**Exercise requirements**
**a)** Answer each question from the paste plugin change notes, using the same markers.
(i) What does the _createDelegate() method wrap a function in?
(ii) What is the default value of paste_text_linebreaktype?
(iii) Where does paste_text_notifyalways keep its state once further reminders are suppressed?
**b)** Carry on the paste plugin change notes from the point where they stop.

**Quoted passage**

----------------

Also build a private function called getParam that uses the default 
values automatically. 


* Added new _createDelegate() private method, which wraps a function in 
context, and optionally passes it arguments. This type of method is very 
important for use with callbacks in general, and I could not find a 
similar function anywhere in TinyMCE. You may want to incorporate the 
method in the TinyMCE utility library, and make it accessible to 
everything. It can be an excellent tool for ensuring context during any 
callback, and it can even handle situations where you supply arguments, 
and the code issuing the callback adds even more arguments (such as an 
event callback adding an event object). I fully documented it so you can 
see how it works. 


* New configuration options for paste plugin:

 - paste_convert_headers_to_strong (default=false) - Useful part of old 
paste plugin that never made it into new version. 

 - paste_text_use_dialog (default=false) - Maintains ability to revert 
to legacy functionality. 

 - paste_text_sticky (default=false) - If true, Paste as Text will 
remain activated until the user toggles the button. If false (the 
default), it will revert to regular paste after the next paste by the 
user. 

 - paste_text_notifyalways (default=false) - If true, every time the 
user clicks the Paste as Text button they will see an alert box 
reminding them that they are in plain text mode. If false (the default), 
they will see the alert box one time, and then further reminders will be 
suppressed (saves state in a small cookie value). 

 - paste_text_linebreaktype (default="p") - Sets the way plain text line 
breaks will be encoded. If "p" (the default), regular <p> tags will be 
used to create paragraphs. If "br", two <br /> tags will be used between 
paragraphs. If "none", all line breaks are removed, and all text will 
appear on one line. 

 - paste_text_replacements (default=conversion of ellipses character and 
"smart quotes") - Allows the user to override and/or augment the 
automatic replacements that will occur during a plain text paste. The 
value for this setting is an array of replacements. Each array element 
can be either a regular expression or an array. If en element is a 
regular expression, all matches of that regular expression are removed 
from the content. If an element is an array, the array must have two 
elements: a regular expression, and a replacement expression. The 
replacement expression can be any valid expression that can be used with 
JavaScript's String.replace() function (i.e., can be a string or a 
function). 


* Changes to existing config options:

 - paste_retain_style_properties - New options "all", "*", and "none".

----------------

**Given material**

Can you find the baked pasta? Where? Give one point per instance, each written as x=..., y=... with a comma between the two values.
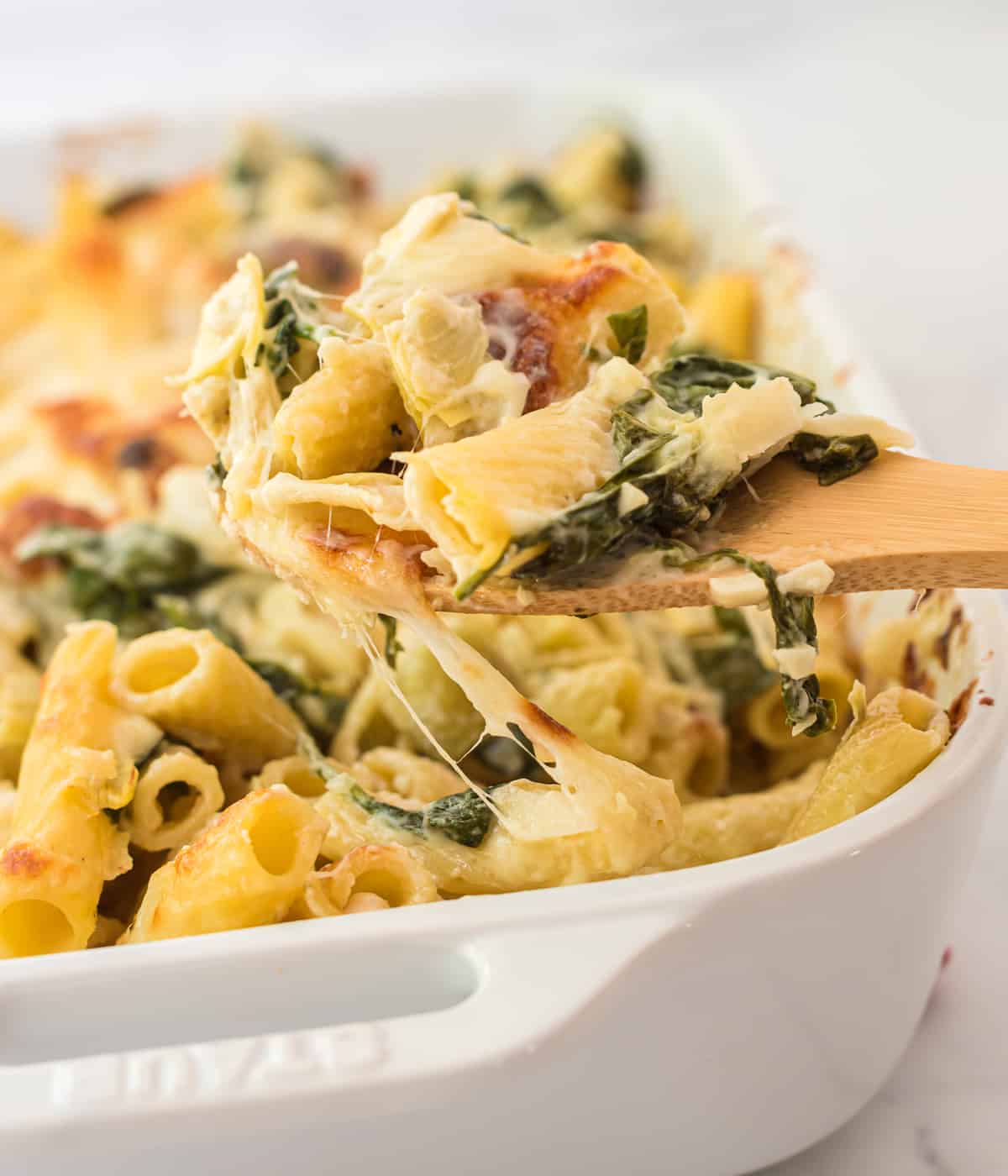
x=223, y=699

----------------

**Answers given**
**a)**
(i) Context, optionally passing it arguments.
(ii) "p"
(iii) In a small cookie value.

**b)**
The default value has been changed to "all", because the plugin can now 
handle Office styles. Specifying "all" or "*" retains all styles except 
for extra MS Office junk, and specifying "none" or an empty string will 
remove all styles. 


* Changes I'm recommending, but have not been done. (If you would like, 
I would be happy to make the modifications that I'm suggesting, but I 
did not want to overstep my bounds without first giving you my line of 
thinking.) 

 - Eliminate the use of the process() inner function in most cases (in 
the _preProcess() method), because it does not really add much, even in 
terms if maintainability, but it does add performance overhead with the 
extra looping. If anything, I would keep a process function as a private 
method shared among all the methods, especially usedful for processing 
"paste_text_replacements". But in normal usage it would be just as clear 
-- and quicker -- to do multiple replacements as: 

		h.replace(/ ... /gi, "")
			.replace(/ ... /gi, "")
			.replace(/ ... /gi, "");
			
 - Eliminate _legacySupport() method, and integrate the functionality 
into the main init() method. Use of the Paste as Word dialog is 
important if a user wishes to maintain styles from Excel, and from other 
sources of rich text. It offers a flexibility and an option that I don't 
think you'll ever want to eliminate completely, so differentiating it as 
"legacy" is not necessary. 


* Known issues:

 - The plain text alert messages are currently hard-coded into the 
plugin (in English). (lines 116 and 119.) They should be translated to 
language resources and put into the appropriate language files.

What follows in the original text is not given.